[START OF DATA PROVIDED]
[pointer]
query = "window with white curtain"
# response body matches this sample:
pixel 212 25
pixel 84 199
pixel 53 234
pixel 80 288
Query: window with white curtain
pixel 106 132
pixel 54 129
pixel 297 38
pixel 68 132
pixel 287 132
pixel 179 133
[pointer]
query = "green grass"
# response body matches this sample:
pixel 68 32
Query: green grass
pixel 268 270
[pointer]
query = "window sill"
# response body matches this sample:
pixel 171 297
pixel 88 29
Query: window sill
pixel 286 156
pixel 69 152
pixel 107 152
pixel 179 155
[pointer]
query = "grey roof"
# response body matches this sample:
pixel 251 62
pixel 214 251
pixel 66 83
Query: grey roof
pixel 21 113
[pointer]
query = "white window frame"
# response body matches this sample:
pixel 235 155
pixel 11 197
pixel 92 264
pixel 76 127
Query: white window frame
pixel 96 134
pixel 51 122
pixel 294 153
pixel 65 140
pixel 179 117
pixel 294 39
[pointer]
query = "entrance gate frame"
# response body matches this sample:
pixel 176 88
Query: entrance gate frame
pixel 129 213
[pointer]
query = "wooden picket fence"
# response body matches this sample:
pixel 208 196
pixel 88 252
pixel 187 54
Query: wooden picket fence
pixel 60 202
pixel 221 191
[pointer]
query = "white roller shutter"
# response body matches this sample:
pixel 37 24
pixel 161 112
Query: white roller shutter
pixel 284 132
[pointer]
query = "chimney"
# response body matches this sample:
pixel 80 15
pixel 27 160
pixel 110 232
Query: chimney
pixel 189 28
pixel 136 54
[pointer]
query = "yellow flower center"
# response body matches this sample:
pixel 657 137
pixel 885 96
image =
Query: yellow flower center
[END OF DATA PROVIDED]
[START OF DATA PROVIDED]
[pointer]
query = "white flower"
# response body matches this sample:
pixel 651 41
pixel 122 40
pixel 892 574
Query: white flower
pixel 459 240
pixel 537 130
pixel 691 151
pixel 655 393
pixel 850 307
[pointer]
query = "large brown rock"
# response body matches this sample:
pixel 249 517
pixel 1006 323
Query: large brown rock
[END OF DATA PROVIDED]
Select every line in the data items that contains the string "window".

query = "window with white curtain"
Query: window with white curtain
query = "window sill"
Query: window sill
query = "white window frame"
Query: white window frame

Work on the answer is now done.